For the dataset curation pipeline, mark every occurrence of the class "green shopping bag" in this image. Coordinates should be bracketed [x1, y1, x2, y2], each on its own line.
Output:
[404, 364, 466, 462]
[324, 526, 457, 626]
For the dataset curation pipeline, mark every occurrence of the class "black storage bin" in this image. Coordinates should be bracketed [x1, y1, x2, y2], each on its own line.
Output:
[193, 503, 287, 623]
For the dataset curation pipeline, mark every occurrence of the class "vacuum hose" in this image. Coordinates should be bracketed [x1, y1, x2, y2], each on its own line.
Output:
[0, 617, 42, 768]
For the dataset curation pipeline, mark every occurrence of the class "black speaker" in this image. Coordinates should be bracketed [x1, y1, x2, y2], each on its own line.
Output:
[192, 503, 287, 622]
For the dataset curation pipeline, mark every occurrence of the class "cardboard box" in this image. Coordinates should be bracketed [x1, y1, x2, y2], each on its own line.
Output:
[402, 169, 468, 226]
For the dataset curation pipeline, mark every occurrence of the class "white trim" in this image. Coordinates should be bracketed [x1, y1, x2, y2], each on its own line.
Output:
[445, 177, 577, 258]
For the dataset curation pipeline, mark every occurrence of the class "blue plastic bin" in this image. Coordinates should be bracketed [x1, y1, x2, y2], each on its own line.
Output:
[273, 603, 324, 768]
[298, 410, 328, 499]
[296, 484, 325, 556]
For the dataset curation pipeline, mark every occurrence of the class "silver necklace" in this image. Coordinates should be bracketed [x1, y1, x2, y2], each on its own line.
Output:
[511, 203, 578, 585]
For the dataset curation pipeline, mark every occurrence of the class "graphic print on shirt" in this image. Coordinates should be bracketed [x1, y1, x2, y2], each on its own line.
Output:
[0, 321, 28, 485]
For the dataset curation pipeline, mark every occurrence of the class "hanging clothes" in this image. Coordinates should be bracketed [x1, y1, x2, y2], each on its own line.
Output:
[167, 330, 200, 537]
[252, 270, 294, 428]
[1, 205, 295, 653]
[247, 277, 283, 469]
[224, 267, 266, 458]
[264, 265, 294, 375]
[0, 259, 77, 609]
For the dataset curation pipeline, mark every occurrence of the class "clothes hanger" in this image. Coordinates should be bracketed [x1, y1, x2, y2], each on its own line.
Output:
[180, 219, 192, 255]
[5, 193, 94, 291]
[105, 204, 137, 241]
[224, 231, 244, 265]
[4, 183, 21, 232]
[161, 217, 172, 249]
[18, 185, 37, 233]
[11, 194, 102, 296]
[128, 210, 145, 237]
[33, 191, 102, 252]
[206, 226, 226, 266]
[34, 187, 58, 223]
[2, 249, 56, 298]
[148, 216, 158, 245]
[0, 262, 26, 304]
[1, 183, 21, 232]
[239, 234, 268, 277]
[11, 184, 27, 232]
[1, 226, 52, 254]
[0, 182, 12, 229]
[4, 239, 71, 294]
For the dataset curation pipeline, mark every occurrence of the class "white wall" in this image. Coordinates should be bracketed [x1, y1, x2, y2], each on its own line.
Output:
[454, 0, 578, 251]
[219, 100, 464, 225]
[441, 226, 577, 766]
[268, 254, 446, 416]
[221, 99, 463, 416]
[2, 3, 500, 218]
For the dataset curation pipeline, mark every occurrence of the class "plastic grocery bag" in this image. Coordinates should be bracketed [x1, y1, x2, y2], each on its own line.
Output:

• • • • • • •

WHAT IS EXPECTED: Repeat every line of the data precisely.

ANSWER TO THIS EXERCISE:
For the dataset curation pipeline, mark every occurrence of the class "green shopping bag" in this image. Coordinates should be bracketed [x1, y1, x2, y2], each on its own line.
Output:
[404, 364, 466, 462]
[324, 526, 457, 626]
For the dataset curation pipeline, mark every occurrence of the class "black storage bin" in this image. Coordinates should be bracketed [x1, y1, x2, y2], each on its own line.
Output:
[193, 503, 287, 623]
For the dataset curation pipeline, mark every occurrence of the class "vacuum hose" in this image. Coordinates should be bracketed [x1, y1, x2, y2], each on its own line.
Output:
[0, 617, 42, 768]
For the dataset curation pipeline, mark every occurrence of the class "black speaker" in this image. Coordinates should be bracketed [x1, y1, x2, y2], each on its own line.
Output:
[192, 503, 287, 622]
For the dataset curation pipeline, mark every occurrence of the class "cardboard box" in this image. Coordinates should be bracketed [x1, y1, x2, y2], each on its own line.
Output:
[402, 169, 468, 226]
For the dataset curation pipeline, mark every occurrence of the class "white trim" in this image. Coordinates should be bracketed [x1, y1, x2, y2], each on its own line.
Output:
[445, 177, 577, 258]
For the dataset curation pipeline, mark every occurrence of the class "blue plastic bin" in this image. Coordinates should be bracketed [x1, y1, x2, y2], each on its own line.
Output:
[273, 603, 324, 768]
[298, 410, 328, 499]
[296, 484, 325, 556]
For the dataset curation pipeline, mark every occurrence of the class "silver necklace" in this image. Coordinates should be bracketed [x1, y1, x2, y2], each on its own line.
Output:
[511, 203, 578, 585]
For the dataset curation pipeline, mark every occurrence of the class "graphic print on shirt" in this image. Coordinates should be bracketed [x1, y1, x2, y2], each on its own line.
Output:
[0, 321, 28, 485]
For the dataset curation pipeline, mark every occurrence of the class "hanging clothes" in this image. Coordinates should be bracketed [x1, y1, x2, y2], each on its own line.
Output:
[167, 330, 200, 537]
[252, 270, 294, 428]
[1, 205, 295, 653]
[247, 277, 283, 469]
[224, 267, 266, 458]
[264, 265, 294, 375]
[0, 259, 77, 609]
For the dataset curation pipeline, mark every occurrence of the class "clothes hanger" in this image. Coordinates should be bracketed [x1, y1, x2, y2], each on its own line.
Output:
[180, 219, 192, 255]
[5, 193, 94, 291]
[105, 204, 137, 241]
[224, 231, 244, 265]
[4, 183, 21, 232]
[161, 217, 172, 249]
[18, 185, 37, 233]
[11, 194, 102, 296]
[128, 210, 145, 237]
[33, 191, 102, 252]
[206, 226, 226, 266]
[34, 187, 58, 223]
[2, 249, 56, 298]
[148, 216, 158, 245]
[0, 262, 26, 304]
[1, 183, 21, 232]
[239, 234, 268, 277]
[11, 184, 27, 232]
[1, 226, 52, 254]
[0, 182, 12, 229]
[4, 239, 71, 294]
For the dataset curation pipeline, mark every occurrence of the class "white wall" in this image. Coordinates should be bracketed [x1, y1, x2, y2], each on its own line.
Output:
[454, 0, 578, 251]
[219, 100, 464, 225]
[441, 226, 577, 766]
[268, 254, 446, 416]
[221, 99, 463, 416]
[2, 3, 500, 218]
For the dataset curation pipeline, mark every occurrence of the class "plastic grocery bag" in this image. Coordinates should be bracketed [x1, y1, x2, y2], each on its own line.
Output:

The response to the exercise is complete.